Идеология профессионализма, возобладавшая в академическом сообществе в 1980-е гг., мешала российским историкам связать свою профессиональную работу с интеллектуальным опытом радикальных трансформаций мира и таким образом использовать исторический момент, который казался столь благоприятным для переосмысления истории. Традиционно отрезанная от мира, российская историография, начиная с эпохи перестройки, решительно повернулась спиной к настоящему. В то же время складывается также впечатление, что позитивный эффект концепции личности как носителя культуры для развития наук о человеке в значительной мере исчерпал себя. Культура социалистической интеллигенции сейчас переживает период замешательства и отступления. Падение СССР сделало бесполезной ее столетнюю работу по поиску среднего пути между коммунизмом и капитализмом, — пути, основанного на гуманистических ценностях. По-видимому, в новом мире необходимы новая концепция личности и новый тип интеллектуала и, возможно, новые символические формы для их выражения.
::::::::::
§ **ЗАДАНИЕ A**:
Изложите в виде краткого списка абзац фрагмента, который начинается словами «Идеология профессионализма». Сохраните главные факты.
Фрагмент и список между собой никак не связаны.

§ **ИСХОДНЫЙ СПИСОК**:
::::::::::
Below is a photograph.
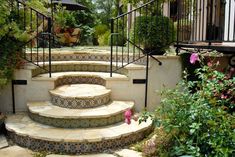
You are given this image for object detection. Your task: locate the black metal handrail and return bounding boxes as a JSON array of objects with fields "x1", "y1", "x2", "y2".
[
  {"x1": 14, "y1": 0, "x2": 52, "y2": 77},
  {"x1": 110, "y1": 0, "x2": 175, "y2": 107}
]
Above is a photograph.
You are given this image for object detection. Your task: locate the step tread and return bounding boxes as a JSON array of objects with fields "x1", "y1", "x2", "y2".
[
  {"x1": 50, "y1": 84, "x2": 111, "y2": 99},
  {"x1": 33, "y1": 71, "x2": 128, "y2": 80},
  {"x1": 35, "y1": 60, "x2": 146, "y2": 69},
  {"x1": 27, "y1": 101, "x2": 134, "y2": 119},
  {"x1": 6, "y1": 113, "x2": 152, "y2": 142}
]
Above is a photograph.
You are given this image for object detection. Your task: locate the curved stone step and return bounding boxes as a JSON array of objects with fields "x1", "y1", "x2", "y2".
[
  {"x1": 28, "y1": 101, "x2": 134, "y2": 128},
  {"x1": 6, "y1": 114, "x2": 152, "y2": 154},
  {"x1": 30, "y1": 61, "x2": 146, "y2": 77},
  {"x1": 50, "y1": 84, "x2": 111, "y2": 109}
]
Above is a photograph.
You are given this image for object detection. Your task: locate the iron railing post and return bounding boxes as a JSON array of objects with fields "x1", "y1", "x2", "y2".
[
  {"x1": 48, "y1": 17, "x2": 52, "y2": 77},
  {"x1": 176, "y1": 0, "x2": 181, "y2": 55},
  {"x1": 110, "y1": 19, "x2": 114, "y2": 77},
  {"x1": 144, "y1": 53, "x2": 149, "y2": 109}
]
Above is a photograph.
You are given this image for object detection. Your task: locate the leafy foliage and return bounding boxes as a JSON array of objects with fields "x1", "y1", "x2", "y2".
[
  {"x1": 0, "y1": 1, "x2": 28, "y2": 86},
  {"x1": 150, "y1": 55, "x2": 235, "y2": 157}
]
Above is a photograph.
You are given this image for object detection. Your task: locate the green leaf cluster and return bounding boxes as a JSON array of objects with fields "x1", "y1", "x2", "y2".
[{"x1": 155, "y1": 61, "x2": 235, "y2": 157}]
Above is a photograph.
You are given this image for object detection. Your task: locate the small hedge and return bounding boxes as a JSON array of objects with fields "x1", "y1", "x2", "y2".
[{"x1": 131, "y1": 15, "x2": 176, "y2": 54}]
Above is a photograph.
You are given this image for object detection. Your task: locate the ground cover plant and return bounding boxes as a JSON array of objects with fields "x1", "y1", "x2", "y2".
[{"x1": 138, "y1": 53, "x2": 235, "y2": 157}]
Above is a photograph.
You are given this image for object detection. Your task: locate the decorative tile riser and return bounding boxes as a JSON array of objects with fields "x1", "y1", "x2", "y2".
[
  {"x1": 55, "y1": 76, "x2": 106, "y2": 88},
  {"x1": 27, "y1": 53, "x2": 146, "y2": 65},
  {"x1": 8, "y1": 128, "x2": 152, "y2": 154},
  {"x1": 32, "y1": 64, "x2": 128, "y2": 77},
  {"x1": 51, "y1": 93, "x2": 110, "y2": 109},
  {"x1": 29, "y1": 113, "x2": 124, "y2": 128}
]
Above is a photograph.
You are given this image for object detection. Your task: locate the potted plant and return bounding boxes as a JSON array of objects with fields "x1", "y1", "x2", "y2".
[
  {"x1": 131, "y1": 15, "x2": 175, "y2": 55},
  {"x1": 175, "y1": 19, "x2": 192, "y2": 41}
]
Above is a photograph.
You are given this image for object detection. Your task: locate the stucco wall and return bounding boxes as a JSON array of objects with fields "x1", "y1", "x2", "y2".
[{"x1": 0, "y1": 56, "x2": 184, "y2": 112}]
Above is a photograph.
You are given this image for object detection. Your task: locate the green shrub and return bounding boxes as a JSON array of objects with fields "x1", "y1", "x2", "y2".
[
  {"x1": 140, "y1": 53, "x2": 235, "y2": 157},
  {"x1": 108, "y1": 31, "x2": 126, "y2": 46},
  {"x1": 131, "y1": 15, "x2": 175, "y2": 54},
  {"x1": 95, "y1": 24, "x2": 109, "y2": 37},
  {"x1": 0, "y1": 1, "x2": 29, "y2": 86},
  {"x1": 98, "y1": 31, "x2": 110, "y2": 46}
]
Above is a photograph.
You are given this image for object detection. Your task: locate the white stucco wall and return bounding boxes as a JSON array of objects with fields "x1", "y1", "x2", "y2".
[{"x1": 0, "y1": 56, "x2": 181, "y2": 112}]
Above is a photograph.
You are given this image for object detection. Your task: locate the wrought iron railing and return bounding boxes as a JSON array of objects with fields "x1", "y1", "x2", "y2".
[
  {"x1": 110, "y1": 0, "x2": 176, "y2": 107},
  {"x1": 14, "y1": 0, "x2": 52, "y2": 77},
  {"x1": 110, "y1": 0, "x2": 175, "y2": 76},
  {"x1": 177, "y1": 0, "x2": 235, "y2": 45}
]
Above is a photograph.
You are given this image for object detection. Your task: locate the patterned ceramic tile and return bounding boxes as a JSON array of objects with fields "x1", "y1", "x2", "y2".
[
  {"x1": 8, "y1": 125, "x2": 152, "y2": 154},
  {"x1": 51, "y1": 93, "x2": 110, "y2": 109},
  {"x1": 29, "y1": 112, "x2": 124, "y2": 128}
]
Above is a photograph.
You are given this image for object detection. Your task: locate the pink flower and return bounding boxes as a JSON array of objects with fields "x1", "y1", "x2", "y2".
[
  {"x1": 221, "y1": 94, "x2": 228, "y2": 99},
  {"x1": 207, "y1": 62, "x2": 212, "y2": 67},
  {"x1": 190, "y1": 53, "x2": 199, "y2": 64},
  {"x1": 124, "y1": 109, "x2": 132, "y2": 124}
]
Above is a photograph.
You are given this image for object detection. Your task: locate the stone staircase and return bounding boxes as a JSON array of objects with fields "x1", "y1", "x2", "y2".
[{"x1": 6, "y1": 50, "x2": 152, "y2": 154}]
::::::::::
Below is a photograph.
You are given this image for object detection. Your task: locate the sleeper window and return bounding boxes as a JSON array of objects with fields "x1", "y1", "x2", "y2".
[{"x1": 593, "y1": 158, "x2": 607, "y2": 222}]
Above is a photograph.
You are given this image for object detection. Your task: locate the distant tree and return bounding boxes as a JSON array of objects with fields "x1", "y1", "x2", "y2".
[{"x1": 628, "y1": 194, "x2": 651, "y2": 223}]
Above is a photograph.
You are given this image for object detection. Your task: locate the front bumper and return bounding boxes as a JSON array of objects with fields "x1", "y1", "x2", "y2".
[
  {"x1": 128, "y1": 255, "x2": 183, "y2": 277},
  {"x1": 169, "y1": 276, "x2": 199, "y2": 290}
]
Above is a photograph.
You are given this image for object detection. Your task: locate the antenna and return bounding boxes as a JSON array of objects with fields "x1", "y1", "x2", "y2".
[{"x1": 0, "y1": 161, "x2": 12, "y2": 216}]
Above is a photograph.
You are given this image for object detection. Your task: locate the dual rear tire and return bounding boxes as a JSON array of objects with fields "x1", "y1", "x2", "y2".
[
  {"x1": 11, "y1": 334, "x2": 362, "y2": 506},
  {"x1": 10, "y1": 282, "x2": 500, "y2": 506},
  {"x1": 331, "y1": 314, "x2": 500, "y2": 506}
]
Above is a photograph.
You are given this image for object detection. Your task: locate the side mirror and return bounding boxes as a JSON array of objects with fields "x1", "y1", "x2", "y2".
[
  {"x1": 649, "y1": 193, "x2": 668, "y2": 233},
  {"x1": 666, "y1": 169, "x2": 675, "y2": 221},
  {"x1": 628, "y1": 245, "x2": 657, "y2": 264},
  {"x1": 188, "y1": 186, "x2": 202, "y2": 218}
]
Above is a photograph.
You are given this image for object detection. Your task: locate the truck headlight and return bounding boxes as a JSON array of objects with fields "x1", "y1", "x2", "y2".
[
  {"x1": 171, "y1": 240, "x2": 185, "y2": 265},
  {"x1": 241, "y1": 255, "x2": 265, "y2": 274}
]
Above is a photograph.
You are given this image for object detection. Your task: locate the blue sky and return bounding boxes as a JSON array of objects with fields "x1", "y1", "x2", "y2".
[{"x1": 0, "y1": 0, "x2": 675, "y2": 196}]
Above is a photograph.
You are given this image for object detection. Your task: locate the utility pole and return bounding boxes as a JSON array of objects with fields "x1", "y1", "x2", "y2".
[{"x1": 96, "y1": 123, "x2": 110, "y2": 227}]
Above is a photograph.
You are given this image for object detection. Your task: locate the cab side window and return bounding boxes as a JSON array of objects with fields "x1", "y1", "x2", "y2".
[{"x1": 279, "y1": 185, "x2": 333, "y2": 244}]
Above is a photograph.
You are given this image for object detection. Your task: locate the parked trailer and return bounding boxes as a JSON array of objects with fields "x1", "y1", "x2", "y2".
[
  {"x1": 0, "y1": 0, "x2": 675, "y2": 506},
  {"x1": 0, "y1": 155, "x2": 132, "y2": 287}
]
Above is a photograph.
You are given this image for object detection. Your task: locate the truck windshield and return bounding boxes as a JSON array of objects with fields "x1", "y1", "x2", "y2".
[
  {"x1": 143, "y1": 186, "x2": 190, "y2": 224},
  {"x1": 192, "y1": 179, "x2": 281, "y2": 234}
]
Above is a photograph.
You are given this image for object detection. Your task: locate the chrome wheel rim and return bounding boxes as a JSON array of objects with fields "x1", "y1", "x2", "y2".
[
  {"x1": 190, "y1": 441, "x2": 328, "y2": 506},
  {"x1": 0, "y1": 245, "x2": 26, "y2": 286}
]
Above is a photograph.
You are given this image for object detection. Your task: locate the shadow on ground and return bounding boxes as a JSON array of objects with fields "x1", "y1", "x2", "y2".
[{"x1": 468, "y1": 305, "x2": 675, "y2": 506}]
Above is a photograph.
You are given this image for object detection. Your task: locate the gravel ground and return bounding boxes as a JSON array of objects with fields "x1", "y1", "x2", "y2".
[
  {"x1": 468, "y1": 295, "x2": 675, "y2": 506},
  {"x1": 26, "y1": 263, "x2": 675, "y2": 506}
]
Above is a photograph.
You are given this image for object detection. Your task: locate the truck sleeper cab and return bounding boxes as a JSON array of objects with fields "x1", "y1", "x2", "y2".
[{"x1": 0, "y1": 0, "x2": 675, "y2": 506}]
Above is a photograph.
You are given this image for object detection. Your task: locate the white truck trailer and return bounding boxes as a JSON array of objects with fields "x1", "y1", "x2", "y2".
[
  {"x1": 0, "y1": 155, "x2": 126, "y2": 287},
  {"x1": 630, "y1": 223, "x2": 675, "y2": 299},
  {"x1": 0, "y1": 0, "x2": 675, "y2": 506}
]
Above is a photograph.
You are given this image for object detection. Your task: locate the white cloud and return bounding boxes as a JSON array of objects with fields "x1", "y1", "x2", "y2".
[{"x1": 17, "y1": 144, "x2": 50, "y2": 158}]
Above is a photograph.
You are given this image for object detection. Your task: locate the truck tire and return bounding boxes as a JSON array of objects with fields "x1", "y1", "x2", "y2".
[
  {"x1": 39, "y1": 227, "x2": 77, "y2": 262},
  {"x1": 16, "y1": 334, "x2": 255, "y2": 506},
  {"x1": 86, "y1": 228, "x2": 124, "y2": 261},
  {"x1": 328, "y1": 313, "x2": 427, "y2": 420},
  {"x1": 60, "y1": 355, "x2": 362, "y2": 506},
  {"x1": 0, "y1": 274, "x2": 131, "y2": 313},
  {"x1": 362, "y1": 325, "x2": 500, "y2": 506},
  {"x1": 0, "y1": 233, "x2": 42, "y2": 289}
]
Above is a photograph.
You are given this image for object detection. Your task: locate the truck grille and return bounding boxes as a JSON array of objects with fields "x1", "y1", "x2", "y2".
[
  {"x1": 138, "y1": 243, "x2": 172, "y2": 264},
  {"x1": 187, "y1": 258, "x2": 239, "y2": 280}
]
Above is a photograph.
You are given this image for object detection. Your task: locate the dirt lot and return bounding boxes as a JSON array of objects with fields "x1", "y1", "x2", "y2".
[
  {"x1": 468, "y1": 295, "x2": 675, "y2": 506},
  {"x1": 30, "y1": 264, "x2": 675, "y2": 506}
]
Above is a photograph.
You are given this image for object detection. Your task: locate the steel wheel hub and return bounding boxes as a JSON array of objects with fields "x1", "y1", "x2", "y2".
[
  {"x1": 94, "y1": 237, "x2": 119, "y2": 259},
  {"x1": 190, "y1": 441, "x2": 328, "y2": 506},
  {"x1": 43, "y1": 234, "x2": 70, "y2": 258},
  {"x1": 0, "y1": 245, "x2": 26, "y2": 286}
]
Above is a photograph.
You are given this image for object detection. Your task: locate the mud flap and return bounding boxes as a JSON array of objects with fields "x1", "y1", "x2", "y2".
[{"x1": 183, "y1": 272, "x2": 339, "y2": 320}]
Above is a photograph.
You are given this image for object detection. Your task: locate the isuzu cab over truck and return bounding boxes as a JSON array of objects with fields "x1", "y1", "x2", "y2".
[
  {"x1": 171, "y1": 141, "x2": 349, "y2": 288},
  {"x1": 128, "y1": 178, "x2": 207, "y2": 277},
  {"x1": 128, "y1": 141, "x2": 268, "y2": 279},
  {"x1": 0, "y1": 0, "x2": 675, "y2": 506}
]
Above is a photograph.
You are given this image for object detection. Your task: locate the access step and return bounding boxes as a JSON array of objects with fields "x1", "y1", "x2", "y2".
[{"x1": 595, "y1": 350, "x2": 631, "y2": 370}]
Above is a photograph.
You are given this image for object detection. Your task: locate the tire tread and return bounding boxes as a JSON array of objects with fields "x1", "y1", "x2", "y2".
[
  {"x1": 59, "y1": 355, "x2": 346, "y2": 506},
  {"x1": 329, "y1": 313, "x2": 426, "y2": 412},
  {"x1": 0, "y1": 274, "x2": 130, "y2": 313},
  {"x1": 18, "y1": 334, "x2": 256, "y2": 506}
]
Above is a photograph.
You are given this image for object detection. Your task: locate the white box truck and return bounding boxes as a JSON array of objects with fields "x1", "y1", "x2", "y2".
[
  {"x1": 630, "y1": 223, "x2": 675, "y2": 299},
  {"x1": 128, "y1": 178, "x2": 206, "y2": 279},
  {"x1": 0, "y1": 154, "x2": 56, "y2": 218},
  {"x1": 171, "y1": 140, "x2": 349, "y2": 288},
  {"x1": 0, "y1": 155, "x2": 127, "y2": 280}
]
::::::::::
§ **ЗАДАНИЕ B**:
Подсчитайте строки списка, в которых встречается слово «plant». Регистр учитывается. В ответе укажите только число.

§ **ОТВЕТ A**:
- В 1980-е гг. в академическом сообществе возобладала идеология профессионализма. Она помешала российским историкам связать свою работу с опытом радикальных трансформаций мира и воспользоваться благоприятным моментом для переосмысления истории.
- Начиная с перестройки российская историография, традиционно отрезанная от мира, решительно отвернулась от настоящего.
- Позитивный эффект концепции личности как носителя культуры для наук о человеке, по-видимому, в значительной мере исчерпан.
- Культура социалистической интеллигенции переживает замешательство и отступление. Падение СССР сделало бесполезной ее столетнюю работу по поиску основанного на гуманистических ценностях пути между коммунизмом и капитализмом.
- В новом мире, видимо, нужны новая концепция личности, новый тип интеллектуала и, возможно, новые символические формы для их выражения.

§ **ОТВЕТ B**:
2